(DATA EXTRACTS)

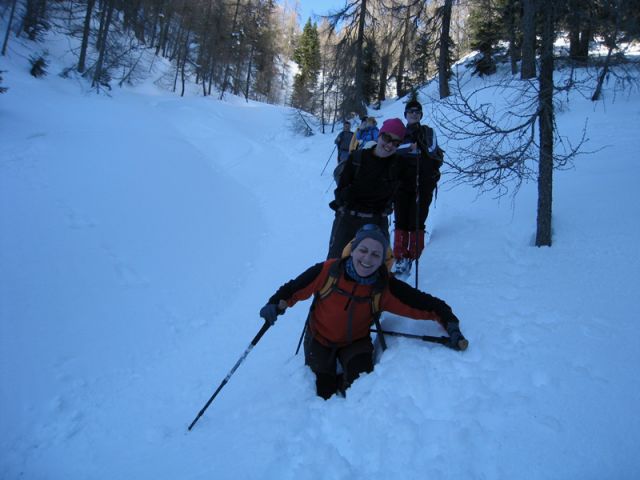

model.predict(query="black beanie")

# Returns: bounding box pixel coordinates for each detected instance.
[404,100,423,112]
[351,224,390,252]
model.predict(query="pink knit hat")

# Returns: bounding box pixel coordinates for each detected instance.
[379,118,406,140]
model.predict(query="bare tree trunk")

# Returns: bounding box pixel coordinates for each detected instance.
[1,0,18,56]
[438,0,453,98]
[148,0,162,49]
[244,43,255,101]
[506,0,519,75]
[22,0,47,41]
[536,0,554,247]
[220,0,242,100]
[396,3,410,98]
[180,30,190,97]
[353,0,367,114]
[378,53,389,102]
[319,57,328,132]
[207,52,216,95]
[95,0,108,54]
[92,0,115,88]
[332,91,339,132]
[157,6,173,57]
[521,0,536,79]
[77,0,95,73]
[172,27,185,92]
[592,0,620,101]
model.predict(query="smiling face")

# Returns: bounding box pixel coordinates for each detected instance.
[374,132,401,158]
[404,107,423,125]
[351,237,384,277]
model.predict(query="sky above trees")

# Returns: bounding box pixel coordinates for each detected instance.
[296,0,340,24]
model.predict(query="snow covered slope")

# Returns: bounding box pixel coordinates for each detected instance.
[1,38,640,479]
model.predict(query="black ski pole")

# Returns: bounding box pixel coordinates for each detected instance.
[295,321,307,355]
[413,128,431,290]
[370,328,468,350]
[414,154,421,289]
[321,145,337,176]
[188,321,271,431]
[324,177,335,194]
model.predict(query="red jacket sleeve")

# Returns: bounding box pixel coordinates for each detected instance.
[266,261,333,308]
[380,276,459,330]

(End DATA EXTRACTS)

PROMPT | When a line of the records includes "predict", that line belongs in the answer.

RESULT FOR THIS EXERCISE |
model.predict(query="black beanie")
model.predict(query="pink knit hat")
model.predict(query="bare tree trunk")
model.predict(query="smiling face")
model.predict(query="sky above trees")
model.predict(query="snow covered slope")
model.predict(query="black ski pole")
model.predict(query="red jacket sleeve")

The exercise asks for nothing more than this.